=== What you need to do ===
Recast the lines from the start of the entries through the line containing "column 447, row 305" as a numbered list, leaving out any blank lines.

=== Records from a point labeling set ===
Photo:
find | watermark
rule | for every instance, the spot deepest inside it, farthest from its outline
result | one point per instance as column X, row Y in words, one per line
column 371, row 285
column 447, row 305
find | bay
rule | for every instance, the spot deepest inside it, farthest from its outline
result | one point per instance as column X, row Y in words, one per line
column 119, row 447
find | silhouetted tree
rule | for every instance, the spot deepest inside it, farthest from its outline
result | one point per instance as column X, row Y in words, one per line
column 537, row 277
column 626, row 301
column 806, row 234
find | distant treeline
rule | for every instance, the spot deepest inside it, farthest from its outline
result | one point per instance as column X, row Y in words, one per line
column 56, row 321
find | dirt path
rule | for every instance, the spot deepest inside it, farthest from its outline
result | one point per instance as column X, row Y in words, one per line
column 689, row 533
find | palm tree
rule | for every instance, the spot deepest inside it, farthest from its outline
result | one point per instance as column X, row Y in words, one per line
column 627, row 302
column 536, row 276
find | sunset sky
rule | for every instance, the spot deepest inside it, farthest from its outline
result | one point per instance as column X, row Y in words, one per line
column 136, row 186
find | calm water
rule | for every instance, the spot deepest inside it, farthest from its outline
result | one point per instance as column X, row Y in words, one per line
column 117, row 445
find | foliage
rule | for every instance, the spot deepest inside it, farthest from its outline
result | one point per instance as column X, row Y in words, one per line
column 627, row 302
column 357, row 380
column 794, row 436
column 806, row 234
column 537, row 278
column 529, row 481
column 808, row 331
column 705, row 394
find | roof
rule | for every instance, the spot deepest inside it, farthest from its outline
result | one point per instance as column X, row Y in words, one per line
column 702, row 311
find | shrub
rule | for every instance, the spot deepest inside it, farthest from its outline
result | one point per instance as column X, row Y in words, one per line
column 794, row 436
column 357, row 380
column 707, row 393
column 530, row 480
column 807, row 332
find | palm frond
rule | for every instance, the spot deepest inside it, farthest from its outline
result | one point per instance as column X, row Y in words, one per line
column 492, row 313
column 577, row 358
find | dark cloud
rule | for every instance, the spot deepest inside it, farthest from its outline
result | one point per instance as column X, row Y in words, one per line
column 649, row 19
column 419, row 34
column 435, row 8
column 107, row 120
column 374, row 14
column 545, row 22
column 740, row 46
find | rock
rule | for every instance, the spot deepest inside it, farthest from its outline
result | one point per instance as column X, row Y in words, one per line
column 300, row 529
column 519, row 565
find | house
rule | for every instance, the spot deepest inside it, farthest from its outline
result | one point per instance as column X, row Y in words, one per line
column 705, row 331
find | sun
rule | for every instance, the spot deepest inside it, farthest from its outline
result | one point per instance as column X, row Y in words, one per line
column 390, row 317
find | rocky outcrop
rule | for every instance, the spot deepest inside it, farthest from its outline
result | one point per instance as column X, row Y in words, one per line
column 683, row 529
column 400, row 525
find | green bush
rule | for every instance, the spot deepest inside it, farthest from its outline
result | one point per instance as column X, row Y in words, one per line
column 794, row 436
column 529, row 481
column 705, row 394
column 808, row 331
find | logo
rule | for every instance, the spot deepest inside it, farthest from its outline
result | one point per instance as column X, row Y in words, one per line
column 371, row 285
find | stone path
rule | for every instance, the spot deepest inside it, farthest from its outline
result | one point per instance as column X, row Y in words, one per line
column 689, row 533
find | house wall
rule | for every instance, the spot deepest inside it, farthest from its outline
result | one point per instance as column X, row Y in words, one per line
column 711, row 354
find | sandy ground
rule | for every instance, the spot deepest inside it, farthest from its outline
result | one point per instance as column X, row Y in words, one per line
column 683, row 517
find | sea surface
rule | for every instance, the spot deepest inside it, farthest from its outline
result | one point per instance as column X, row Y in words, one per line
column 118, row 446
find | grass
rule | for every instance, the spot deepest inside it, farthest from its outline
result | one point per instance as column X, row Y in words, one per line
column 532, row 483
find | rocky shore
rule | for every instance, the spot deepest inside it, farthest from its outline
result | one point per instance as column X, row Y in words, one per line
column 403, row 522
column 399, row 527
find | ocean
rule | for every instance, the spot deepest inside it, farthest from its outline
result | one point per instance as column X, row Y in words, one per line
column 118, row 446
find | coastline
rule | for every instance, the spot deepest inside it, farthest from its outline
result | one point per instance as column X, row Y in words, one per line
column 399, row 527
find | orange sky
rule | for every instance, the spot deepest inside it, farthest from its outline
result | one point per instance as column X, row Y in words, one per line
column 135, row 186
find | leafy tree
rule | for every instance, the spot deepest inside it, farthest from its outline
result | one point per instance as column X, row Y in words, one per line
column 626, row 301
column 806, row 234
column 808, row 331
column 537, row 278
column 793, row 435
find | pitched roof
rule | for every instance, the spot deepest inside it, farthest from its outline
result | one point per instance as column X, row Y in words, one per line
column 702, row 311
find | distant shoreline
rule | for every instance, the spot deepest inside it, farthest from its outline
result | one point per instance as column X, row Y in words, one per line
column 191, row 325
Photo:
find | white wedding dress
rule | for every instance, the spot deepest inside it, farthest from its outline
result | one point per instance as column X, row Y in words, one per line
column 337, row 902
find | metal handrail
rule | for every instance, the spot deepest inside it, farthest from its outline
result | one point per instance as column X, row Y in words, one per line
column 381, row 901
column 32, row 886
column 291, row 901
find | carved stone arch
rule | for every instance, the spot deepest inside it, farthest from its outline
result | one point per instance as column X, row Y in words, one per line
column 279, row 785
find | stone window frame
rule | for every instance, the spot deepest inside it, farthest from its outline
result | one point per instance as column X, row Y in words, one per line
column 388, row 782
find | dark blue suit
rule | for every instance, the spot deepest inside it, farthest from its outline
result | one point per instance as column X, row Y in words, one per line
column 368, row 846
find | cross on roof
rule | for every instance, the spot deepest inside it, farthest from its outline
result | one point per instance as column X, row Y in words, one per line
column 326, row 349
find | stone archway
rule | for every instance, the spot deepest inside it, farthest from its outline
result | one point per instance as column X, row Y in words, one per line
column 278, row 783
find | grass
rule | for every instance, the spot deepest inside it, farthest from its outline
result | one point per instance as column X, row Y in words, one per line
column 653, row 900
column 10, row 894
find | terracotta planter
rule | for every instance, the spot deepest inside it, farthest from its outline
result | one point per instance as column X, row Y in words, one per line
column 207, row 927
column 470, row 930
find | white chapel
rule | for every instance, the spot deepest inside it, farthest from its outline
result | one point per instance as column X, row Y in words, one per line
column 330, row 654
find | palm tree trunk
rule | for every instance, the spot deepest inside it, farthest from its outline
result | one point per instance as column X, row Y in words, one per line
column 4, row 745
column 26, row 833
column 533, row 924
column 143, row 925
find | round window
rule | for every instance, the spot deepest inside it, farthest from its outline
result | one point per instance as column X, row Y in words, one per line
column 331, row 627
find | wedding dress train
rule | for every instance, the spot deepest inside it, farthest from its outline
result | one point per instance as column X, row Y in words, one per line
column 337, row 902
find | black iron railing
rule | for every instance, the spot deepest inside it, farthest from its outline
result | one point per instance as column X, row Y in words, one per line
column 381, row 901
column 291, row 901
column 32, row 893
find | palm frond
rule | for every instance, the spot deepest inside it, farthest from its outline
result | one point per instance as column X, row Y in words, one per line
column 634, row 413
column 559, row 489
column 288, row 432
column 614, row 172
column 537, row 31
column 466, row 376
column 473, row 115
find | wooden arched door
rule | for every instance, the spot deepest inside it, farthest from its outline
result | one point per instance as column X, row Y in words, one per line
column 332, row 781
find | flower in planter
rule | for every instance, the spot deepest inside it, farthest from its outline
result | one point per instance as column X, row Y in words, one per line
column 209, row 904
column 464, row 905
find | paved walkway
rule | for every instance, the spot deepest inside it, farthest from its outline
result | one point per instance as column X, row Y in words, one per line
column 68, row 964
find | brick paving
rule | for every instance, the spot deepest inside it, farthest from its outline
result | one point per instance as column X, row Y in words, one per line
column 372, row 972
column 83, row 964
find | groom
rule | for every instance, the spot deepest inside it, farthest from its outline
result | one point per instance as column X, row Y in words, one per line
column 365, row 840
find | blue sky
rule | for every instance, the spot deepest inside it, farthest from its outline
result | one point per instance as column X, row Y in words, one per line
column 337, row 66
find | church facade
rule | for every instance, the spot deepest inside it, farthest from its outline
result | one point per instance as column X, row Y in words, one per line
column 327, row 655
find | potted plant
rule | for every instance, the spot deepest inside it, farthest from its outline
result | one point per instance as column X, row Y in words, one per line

=== Task output ===
1. Photo:
2. find | watermark
3. rule | for every instance, the spot deepest inside it, farthest from its outline
4. result | one point per instance as column X, row Y in words, one per line
5. column 371, row 285
6. column 447, row 305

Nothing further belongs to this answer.